■ Direction ■
Starting at the line containing "Practice step: put one dot on the blue" and running through the end of the data below, rewrite every line, requests included, with each coordinate shifted up by 66. Leave the pictures out of the answer.

[START OF Given records]

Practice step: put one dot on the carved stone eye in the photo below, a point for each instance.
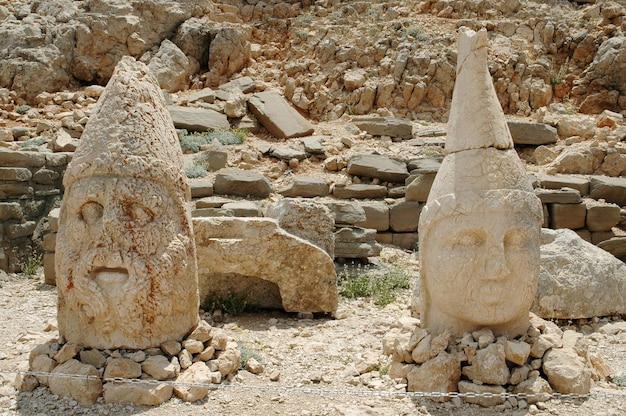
(469, 239)
(514, 238)
(139, 213)
(91, 212)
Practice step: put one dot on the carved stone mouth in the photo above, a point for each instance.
(107, 275)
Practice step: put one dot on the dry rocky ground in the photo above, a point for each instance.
(310, 365)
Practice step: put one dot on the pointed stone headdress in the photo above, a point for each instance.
(481, 169)
(130, 134)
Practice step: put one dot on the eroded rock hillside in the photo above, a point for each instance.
(330, 57)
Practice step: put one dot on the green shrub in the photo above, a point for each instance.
(248, 352)
(233, 304)
(31, 265)
(22, 109)
(34, 142)
(381, 286)
(195, 171)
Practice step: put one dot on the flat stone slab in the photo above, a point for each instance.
(240, 182)
(306, 187)
(558, 196)
(313, 145)
(424, 165)
(581, 184)
(608, 188)
(278, 116)
(360, 191)
(384, 126)
(198, 119)
(378, 166)
(356, 243)
(346, 213)
(535, 134)
(259, 248)
(287, 153)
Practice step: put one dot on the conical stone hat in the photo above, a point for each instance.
(130, 133)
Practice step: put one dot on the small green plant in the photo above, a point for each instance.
(619, 380)
(34, 142)
(31, 265)
(416, 32)
(22, 109)
(192, 142)
(195, 171)
(302, 34)
(380, 285)
(305, 19)
(232, 304)
(556, 77)
(248, 352)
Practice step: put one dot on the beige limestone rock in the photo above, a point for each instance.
(486, 395)
(125, 266)
(489, 366)
(160, 368)
(228, 361)
(85, 390)
(202, 332)
(567, 372)
(146, 394)
(67, 351)
(479, 231)
(441, 374)
(122, 368)
(537, 389)
(197, 373)
(256, 247)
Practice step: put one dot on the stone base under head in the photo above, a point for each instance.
(535, 365)
(141, 377)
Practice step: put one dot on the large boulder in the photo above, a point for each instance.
(233, 251)
(574, 275)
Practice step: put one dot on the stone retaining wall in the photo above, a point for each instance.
(30, 186)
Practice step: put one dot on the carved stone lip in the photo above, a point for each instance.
(110, 275)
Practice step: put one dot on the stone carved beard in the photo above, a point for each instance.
(127, 264)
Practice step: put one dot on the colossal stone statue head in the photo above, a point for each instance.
(126, 258)
(479, 231)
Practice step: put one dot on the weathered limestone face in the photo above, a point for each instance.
(480, 229)
(126, 259)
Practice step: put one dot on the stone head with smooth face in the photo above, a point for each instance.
(125, 255)
(479, 231)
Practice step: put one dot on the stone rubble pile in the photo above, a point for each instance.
(206, 356)
(542, 361)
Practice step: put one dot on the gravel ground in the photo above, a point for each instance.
(314, 360)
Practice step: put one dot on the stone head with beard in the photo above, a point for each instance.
(125, 257)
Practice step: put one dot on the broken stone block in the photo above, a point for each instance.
(233, 181)
(85, 390)
(255, 248)
(145, 394)
(356, 243)
(279, 118)
(306, 187)
(570, 216)
(574, 274)
(198, 119)
(384, 126)
(377, 166)
(308, 220)
(534, 134)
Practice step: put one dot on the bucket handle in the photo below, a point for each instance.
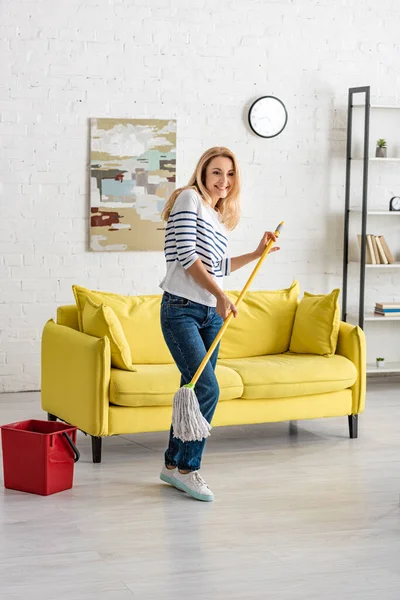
(74, 448)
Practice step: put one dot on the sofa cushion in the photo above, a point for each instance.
(156, 385)
(100, 320)
(290, 375)
(316, 324)
(68, 316)
(264, 323)
(140, 320)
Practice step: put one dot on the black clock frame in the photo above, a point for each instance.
(249, 117)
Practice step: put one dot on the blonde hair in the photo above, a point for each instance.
(228, 207)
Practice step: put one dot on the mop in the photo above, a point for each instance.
(188, 423)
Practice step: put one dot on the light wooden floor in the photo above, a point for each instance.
(302, 517)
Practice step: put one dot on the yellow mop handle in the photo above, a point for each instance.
(230, 316)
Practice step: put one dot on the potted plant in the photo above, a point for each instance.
(381, 148)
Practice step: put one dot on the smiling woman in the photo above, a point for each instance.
(194, 305)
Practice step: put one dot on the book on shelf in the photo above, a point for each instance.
(389, 309)
(387, 305)
(382, 255)
(368, 256)
(377, 250)
(386, 249)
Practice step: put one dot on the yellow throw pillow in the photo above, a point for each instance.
(140, 320)
(264, 323)
(316, 324)
(100, 321)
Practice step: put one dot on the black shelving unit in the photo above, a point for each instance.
(364, 92)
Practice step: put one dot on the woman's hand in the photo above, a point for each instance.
(268, 235)
(225, 306)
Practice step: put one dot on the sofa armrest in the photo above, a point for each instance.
(76, 377)
(351, 344)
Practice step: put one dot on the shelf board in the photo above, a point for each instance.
(377, 212)
(370, 316)
(368, 266)
(390, 159)
(383, 106)
(388, 368)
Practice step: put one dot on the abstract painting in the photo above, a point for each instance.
(132, 174)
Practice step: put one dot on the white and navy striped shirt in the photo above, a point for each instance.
(194, 230)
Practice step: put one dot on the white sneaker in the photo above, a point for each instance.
(194, 485)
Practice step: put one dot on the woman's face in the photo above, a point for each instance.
(220, 177)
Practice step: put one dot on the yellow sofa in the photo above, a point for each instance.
(260, 380)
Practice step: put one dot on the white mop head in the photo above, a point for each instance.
(188, 423)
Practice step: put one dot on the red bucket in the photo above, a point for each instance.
(39, 456)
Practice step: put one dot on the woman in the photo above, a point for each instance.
(194, 305)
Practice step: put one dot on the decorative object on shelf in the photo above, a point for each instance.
(268, 116)
(373, 254)
(394, 203)
(132, 174)
(387, 309)
(377, 250)
(381, 148)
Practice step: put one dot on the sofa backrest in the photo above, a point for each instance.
(263, 326)
(264, 323)
(68, 315)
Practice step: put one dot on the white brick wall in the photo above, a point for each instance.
(201, 62)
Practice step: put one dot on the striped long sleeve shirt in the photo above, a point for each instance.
(194, 230)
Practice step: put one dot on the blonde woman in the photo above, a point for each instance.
(194, 305)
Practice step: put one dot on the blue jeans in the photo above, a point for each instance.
(189, 329)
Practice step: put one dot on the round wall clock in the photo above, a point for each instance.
(267, 116)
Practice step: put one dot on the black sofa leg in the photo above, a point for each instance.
(96, 449)
(353, 426)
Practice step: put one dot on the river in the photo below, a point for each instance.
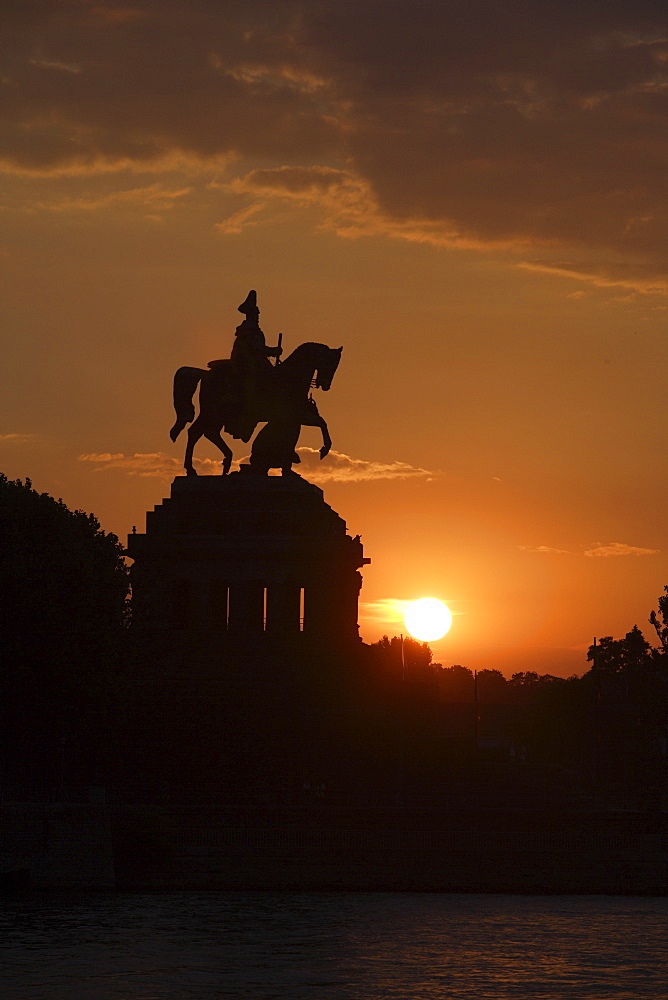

[END OF Given records]

■ Final result ■
Practice step: put one dot on the blue jeans in the photo above, a point for each instance.
(255, 395)
Practice step: put one dot on the round wall clock in the photo above, a point for each instance.
(333, 182)
Practice step: put one dot on the black sofa leg in the photo above, a point for each instance.
(162, 515)
(419, 492)
Practice step: put one dot on the river in the photo below, a point for each instance.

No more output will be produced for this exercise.